DIRECTIONS FOR THIS TASK >> Reproduce all of the data that follows, character for character.

INPUT MATERIAL >>
::::
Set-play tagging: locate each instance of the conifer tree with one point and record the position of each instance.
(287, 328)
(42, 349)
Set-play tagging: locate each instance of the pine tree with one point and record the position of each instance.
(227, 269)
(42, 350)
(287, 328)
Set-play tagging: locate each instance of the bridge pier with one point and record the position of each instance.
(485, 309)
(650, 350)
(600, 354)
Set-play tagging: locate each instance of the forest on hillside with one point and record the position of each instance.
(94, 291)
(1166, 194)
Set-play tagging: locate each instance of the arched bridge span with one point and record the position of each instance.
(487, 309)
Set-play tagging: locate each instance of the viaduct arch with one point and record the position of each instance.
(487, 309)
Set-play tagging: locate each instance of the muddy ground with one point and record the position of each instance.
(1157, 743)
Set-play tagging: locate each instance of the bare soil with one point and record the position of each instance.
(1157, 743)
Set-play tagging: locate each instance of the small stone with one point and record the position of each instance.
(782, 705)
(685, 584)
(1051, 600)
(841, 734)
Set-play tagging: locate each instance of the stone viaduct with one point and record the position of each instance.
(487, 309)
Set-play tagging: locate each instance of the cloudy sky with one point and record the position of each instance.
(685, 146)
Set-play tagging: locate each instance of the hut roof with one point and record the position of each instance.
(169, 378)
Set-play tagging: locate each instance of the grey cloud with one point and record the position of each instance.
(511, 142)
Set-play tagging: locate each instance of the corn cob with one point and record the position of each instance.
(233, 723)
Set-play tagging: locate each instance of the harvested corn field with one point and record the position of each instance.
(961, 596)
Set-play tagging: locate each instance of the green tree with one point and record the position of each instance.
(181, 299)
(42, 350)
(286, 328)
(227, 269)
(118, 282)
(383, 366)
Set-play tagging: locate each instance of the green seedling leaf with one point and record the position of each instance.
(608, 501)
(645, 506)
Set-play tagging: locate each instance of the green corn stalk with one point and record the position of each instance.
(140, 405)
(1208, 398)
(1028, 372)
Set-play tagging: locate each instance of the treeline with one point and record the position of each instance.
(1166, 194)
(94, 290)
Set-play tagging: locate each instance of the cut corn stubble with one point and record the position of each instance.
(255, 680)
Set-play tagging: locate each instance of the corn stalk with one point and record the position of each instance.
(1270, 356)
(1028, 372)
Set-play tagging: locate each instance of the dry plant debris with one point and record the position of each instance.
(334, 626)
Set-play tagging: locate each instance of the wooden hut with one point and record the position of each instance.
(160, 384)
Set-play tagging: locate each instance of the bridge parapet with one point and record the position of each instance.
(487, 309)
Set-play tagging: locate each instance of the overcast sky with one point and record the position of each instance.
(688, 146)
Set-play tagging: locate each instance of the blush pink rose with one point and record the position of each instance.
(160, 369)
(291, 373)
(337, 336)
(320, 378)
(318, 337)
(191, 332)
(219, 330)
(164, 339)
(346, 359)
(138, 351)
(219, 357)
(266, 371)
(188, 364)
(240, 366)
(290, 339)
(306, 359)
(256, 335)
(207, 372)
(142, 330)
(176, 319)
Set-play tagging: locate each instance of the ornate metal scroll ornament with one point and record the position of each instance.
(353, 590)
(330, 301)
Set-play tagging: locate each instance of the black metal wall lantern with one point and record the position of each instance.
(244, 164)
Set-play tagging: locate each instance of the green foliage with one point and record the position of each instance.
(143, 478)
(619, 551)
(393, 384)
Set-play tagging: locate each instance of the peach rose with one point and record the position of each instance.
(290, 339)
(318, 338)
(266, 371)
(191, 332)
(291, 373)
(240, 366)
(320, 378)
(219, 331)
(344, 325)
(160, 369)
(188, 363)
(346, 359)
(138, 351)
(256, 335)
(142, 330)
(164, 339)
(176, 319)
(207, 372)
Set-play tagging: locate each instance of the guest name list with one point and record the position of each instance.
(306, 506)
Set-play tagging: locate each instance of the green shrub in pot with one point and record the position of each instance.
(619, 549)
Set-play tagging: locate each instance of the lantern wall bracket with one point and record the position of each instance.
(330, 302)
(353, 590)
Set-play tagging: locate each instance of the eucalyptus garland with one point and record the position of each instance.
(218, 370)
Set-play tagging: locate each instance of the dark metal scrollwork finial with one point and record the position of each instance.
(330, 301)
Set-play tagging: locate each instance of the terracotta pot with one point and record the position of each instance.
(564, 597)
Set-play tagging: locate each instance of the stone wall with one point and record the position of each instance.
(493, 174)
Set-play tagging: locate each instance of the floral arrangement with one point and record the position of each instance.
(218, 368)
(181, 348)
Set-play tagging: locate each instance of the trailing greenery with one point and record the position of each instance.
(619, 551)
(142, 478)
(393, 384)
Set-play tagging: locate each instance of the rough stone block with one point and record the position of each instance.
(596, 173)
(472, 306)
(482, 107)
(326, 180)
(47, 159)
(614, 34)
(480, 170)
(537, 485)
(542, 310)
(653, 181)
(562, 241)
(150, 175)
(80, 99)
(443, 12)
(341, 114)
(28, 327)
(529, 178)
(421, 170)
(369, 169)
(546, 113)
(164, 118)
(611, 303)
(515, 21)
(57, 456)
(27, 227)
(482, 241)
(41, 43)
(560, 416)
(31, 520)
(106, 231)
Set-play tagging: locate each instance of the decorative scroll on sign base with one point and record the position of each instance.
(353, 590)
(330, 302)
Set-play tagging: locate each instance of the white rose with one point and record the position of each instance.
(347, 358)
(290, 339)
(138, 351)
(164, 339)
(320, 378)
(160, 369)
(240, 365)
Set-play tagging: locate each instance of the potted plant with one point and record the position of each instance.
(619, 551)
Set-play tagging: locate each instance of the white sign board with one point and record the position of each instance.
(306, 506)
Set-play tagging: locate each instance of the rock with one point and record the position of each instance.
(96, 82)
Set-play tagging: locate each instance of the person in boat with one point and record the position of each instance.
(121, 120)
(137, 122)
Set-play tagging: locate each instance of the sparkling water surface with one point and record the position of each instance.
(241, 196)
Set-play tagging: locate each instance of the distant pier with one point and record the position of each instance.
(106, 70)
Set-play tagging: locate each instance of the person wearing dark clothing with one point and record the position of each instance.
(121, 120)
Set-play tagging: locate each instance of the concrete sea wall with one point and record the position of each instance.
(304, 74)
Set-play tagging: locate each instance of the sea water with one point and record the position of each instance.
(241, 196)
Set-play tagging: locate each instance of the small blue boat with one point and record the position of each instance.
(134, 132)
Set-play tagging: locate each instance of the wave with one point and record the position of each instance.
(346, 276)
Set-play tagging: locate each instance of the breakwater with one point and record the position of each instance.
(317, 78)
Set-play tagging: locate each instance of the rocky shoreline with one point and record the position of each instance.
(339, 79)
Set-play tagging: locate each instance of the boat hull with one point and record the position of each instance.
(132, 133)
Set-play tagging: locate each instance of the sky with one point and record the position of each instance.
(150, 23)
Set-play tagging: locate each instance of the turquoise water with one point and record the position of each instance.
::::
ANSWER SECTION >>
Set-play tagging: locate each instance of the conifer tree with one point and record the position of each instance.
(287, 328)
(42, 349)
Set-play tagging: locate each instance of the pine tree with one point and record the position of each instance.
(227, 269)
(42, 350)
(287, 328)
Set-play tagging: locate each instance of the bridge pier with one point and record the position of each instance.
(485, 309)
(650, 350)
(600, 354)
Set-play tagging: locate each instance of the forest on hillside with one point and record the position of each instance.
(94, 291)
(1166, 194)
Set-play tagging: locate each instance of the arched bridge span with one point and record the position of each instance.
(487, 309)
Set-play tagging: locate each instance of the viaduct arch with one point and record the position of each instance.
(487, 309)
Set-play tagging: locate each instance of the muddy ground with one point and record the position of each instance.
(1157, 743)
Set-play tagging: locate each instance of the bare soil with one point and record the position of each instance.
(1157, 743)
Set-play tagging: locate each instance of the small stone with one point and record the position of each instance.
(782, 705)
(685, 584)
(1051, 600)
(841, 734)
Set-play tagging: locate each instance of the stone viaduct with one point and record the position of each instance.
(487, 309)
Set-play tagging: locate each instance of the cloudy sky with one point and record the position of each instance.
(685, 146)
Set-play tagging: locate each instance of the hut roof with one point and record the position of each instance.
(169, 378)
Set-play tagging: locate each instance of the grey cloud with one point and record the position of each instance.
(511, 142)
Set-play tagging: locate each instance of the corn cob with one point and record the position of each instance.
(233, 723)
Set-play tagging: locate each instance of the harvested corn field with one point and record the position of each instance.
(961, 596)
Set-play tagging: locate each instance of the green tree with one point and record the position of each instance.
(181, 299)
(42, 350)
(286, 328)
(227, 269)
(118, 282)
(383, 366)
Set-play tagging: locate each instance of the green seedling leaf with one point and record the position of each instance.
(608, 501)
(645, 506)
Set-play tagging: locate each instance of the green corn stalk with one point and record the position of each instance.
(140, 405)
(1208, 398)
(1028, 372)
Set-play tagging: locate each instance of the treeline with one point and record the position of each instance.
(1166, 194)
(94, 290)
Set-play tagging: locate each instance of the cut corn stubble with one point and record the position of each instance.
(255, 680)
Set-play tagging: locate each instance of the corn stalk with one point and record the position of each instance.
(1270, 356)
(1028, 372)
Set-play tagging: locate each instance of the dry plant debris with one point and record the position of each instance.
(334, 626)
Set-play tagging: locate each instance of the wooden hut with one point and record the position of each instance.
(160, 384)
Set-play tagging: locate each instance of the bridge parapet with one point and record the position of each instance.
(487, 309)
Set-play tagging: locate each instance of the overcast sky with one point and record the position of each instance.
(688, 146)
Set-play tagging: locate each instance of the blush pink rose with one point and record the position of each instance.
(160, 369)
(291, 373)
(337, 336)
(320, 378)
(318, 337)
(191, 332)
(219, 330)
(164, 339)
(346, 359)
(138, 351)
(219, 357)
(266, 371)
(188, 364)
(240, 366)
(290, 339)
(306, 359)
(256, 335)
(207, 372)
(142, 330)
(176, 319)
Set-play tagging: locate each instance of the ornate metal scroll ornament with one point and record the position of each instance.
(353, 590)
(330, 301)
Set-play tagging: locate each instance of the black metal wall lantern with one point and record the position of each instance.
(244, 164)
Set-play tagging: locate each instance of the green foliage with one point and record the position of each instance.
(143, 478)
(619, 551)
(393, 384)
Set-play tagging: locate each instance of the peach rose with one point and record the position of each instance.
(290, 339)
(318, 338)
(266, 371)
(191, 332)
(291, 373)
(240, 366)
(320, 378)
(219, 331)
(344, 325)
(160, 369)
(188, 363)
(346, 359)
(138, 351)
(256, 335)
(142, 330)
(164, 339)
(176, 319)
(207, 372)
Set-play tagging: locate each instance of the guest name list with one point and record the position of each instance.
(306, 506)
Set-play tagging: locate each instance of the green shrub in pot with one point and record the position of each instance.
(619, 549)
Set-play tagging: locate each instance of the lantern wall bracket with one point and record the position of each instance.
(330, 302)
(353, 590)
Set-play tagging: locate each instance of the eucalyptus garland with one point and record the position of each instance.
(218, 370)
Set-play tagging: locate each instance of the dark metal scrollwork finial with one point and record the position of each instance.
(330, 301)
Set-play tagging: locate each instance of the terracotta pot with one point and record the position of each instance.
(564, 597)
Set-play tagging: locate each instance of the stone wall with one point and record the position of each instance.
(493, 174)
Set-play tagging: locate each instance of the floral arrangement with one point and record the position of each instance.
(218, 368)
(181, 348)
Set-play tagging: locate each instance of the trailing greenery with one point and record the position of each instance.
(619, 551)
(142, 478)
(393, 384)
Set-play tagging: locate each instance of the rough stone block with one point and record the position of each instance.
(596, 173)
(472, 306)
(482, 107)
(326, 180)
(47, 159)
(614, 34)
(480, 170)
(537, 485)
(542, 310)
(653, 181)
(562, 241)
(150, 175)
(80, 99)
(443, 12)
(341, 114)
(28, 327)
(529, 178)
(421, 170)
(369, 169)
(546, 113)
(164, 118)
(611, 303)
(515, 21)
(57, 456)
(27, 227)
(482, 241)
(41, 43)
(560, 416)
(31, 520)
(106, 231)
Set-play tagging: locate each instance of the decorative scroll on sign base with one point and record the position of each instance.
(353, 590)
(330, 302)
Set-play tagging: locate each instance of the white rose with one point and record the position of each instance.
(347, 358)
(290, 339)
(138, 351)
(164, 339)
(320, 378)
(160, 369)
(240, 365)
Set-play tagging: locate each instance of the potted plant with one point and record the position of each instance.
(619, 551)
Set-play tagging: locate each instance of the white sign board with one point and record the position of each instance.
(306, 506)
Set-play tagging: locate each instance of the rock with one point and record the position of each instance.
(96, 82)
Set-play tagging: locate each instance of the person in boat with one point and record the position of each instance.
(121, 120)
(137, 122)
Set-play tagging: locate each instance of the sparkling water surface with one point and record the position of each instance.
(241, 196)
Set-play tagging: locate each instance of the distant pier with one point and record the position of each instance.
(106, 70)
Set-play tagging: locate each instance of the person wearing dark clothing with one point and record the position of each instance.
(121, 120)
Set-play tagging: locate each instance of the concrete sea wall with one point and record the position of each instance.
(304, 74)
Set-play tagging: locate each instance of the sea water with one point and record the position of each instance.
(241, 196)
Set-play tagging: locate each instance of the small blue boat with one point and record the position of each instance.
(134, 132)
Set-play tagging: locate each instance of the wave with one point and record the position of each instance.
(346, 276)
Set-play tagging: locate each instance of the breakwater with one point and record the position of each instance.
(317, 78)
Set-play tagging: locate each instance of the rocky shoreline with one point and record the position of each instance.
(339, 79)
Set-play tagging: locate each instance of the boat hull with one point and record the position of each instance.
(132, 133)
Set-play tagging: locate each instance of the sky with one point and record the position of each instance.
(150, 23)
Set-play tagging: locate each instance of the turquoise water with one point and record the position of each instance.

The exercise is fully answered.